— START OF Supplied material —
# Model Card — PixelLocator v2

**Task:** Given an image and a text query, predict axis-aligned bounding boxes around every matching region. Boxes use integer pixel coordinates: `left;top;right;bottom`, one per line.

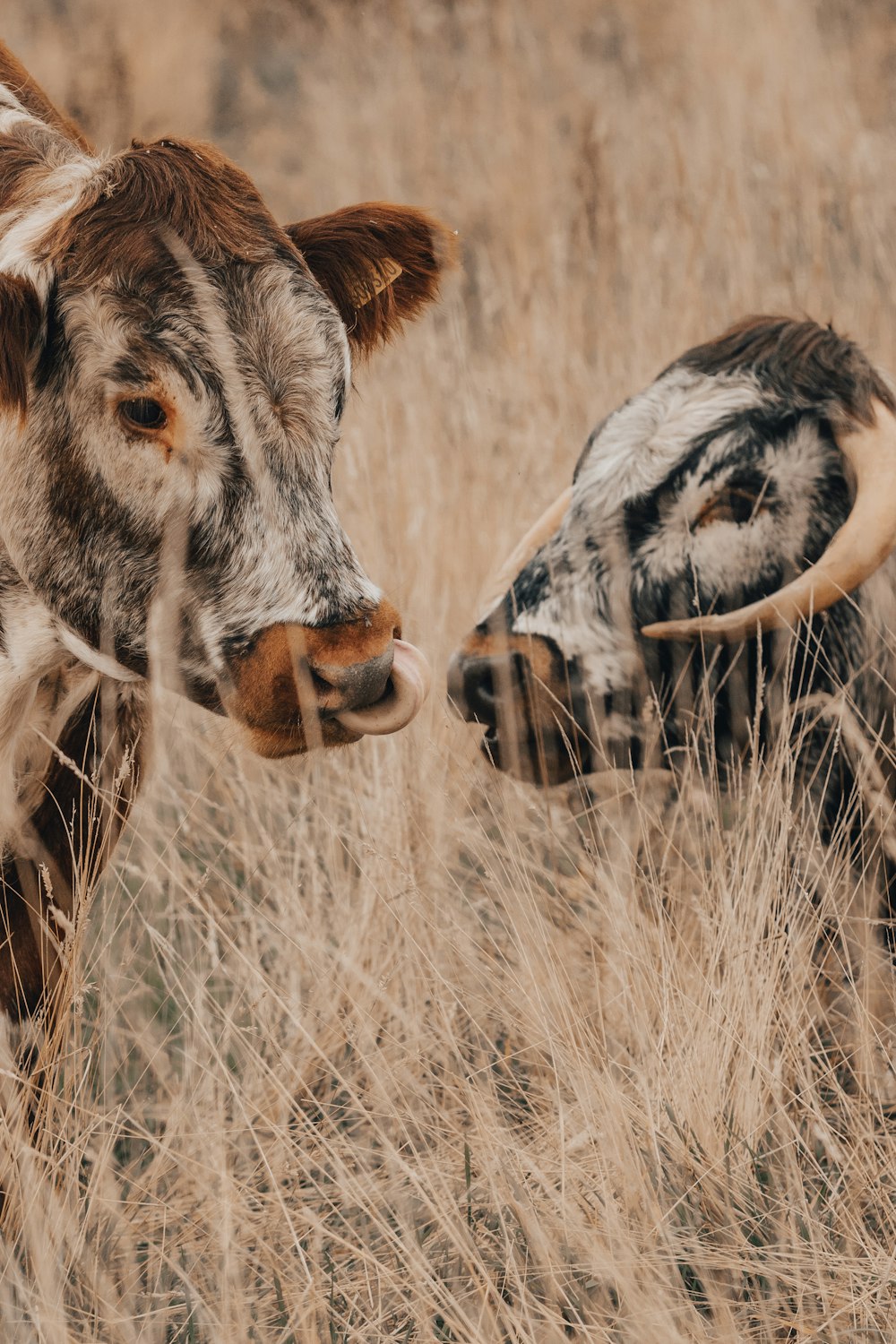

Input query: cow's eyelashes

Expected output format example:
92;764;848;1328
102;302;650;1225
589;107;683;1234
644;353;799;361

118;397;168;435
694;486;769;529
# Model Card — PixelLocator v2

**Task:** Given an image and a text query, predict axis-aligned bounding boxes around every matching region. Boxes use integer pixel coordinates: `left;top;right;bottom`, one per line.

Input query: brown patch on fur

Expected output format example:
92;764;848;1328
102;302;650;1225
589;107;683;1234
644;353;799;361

460;625;563;696
679;317;896;425
49;140;291;282
286;202;457;355
302;601;401;669
0;276;43;418
0;42;92;153
224;602;401;755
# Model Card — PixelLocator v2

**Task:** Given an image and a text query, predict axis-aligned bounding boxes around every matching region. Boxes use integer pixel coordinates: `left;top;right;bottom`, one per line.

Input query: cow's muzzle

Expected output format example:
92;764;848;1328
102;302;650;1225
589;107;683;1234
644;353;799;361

220;602;430;757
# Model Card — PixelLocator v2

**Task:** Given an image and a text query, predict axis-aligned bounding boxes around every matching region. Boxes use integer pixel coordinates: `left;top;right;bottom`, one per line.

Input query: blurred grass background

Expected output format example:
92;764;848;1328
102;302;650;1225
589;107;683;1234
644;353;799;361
— END OF Supplied material —
Written problem: Render every line of the records above as a JSON list of strings, one string per line, leaving out blank lines and the picture.

Exercise answer:
[
  "# Model Card — PixelLocator v2",
  "**Task:** Given an image and a text query, predict axis-aligned bounding boxes around every matching region. Boxes use integer pixel coordinates: `left;top;right;bottom`, one per line.",
  "Input query: cow's eyelashes",
  "Expected output format example:",
  "92;764;848;1328",
  "102;302;650;1225",
  "589;107;683;1234",
  "644;353;799;361",
  "118;397;168;435",
  "694;486;769;529",
  "# Model Card — PixelLocator v2",
  "**Task:** Given an image and a text query, predict axis-aligned bounding boxes around every matching region. Boxes use integer pixel coordinates: `left;top;right;bottom`, one per line.",
  "Input query: brown patch on fur",
  "Expected output format example:",
  "92;764;848;1328",
  "102;302;650;1225",
  "589;107;683;1234",
  "644;353;799;361",
  "460;625;563;696",
  "679;317;896;425",
  "49;140;291;282",
  "286;202;457;355",
  "302;601;401;669",
  "0;276;43;418",
  "0;42;92;153",
  "224;602;401;755",
  "# Model Card — PixelLocator v2",
  "**Task:** Given an image and a text query, predict axis-aligned bounding boxes around every matching region. Boxes use integer pixel coordinates: `left;top;right;bottom`, one per line.",
  "Input query: cow's muzzle",
  "Expected output format example:",
  "92;764;848;1328",
  "102;302;650;1225",
  "589;107;683;1234",
  "644;353;799;361",
  "220;602;430;757",
  "# Model Card — PixelLocator v2",
  "**Task:** Given an image and a text query, predict axis-aligned bounding boxes around every matching region. Boxes use integer pixel coordinates: `left;top;right;bottom`, one per line.",
  "Input query: blurred grass background",
  "Expected output format example:",
  "92;764;848;1328",
  "102;302;650;1225",
  "589;107;683;1234",
  "644;353;799;361"
]